→ Records for processing
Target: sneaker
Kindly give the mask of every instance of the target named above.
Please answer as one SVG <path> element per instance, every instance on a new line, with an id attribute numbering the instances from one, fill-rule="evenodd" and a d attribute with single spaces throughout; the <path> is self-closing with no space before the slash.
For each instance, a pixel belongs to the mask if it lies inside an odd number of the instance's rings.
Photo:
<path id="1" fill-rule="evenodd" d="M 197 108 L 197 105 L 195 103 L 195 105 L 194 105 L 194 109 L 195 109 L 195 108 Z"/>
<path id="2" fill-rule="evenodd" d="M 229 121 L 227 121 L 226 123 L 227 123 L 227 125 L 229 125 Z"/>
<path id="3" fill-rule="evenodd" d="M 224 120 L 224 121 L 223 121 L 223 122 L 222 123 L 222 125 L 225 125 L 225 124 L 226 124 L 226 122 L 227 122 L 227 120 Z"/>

→ Directions for this task
Return the lines from the start of the entries through the line containing "Kindly give the", reproducing each one unchanged.

→ The response
Target: sneaker
Kindly give the mask of every instance of the target named above.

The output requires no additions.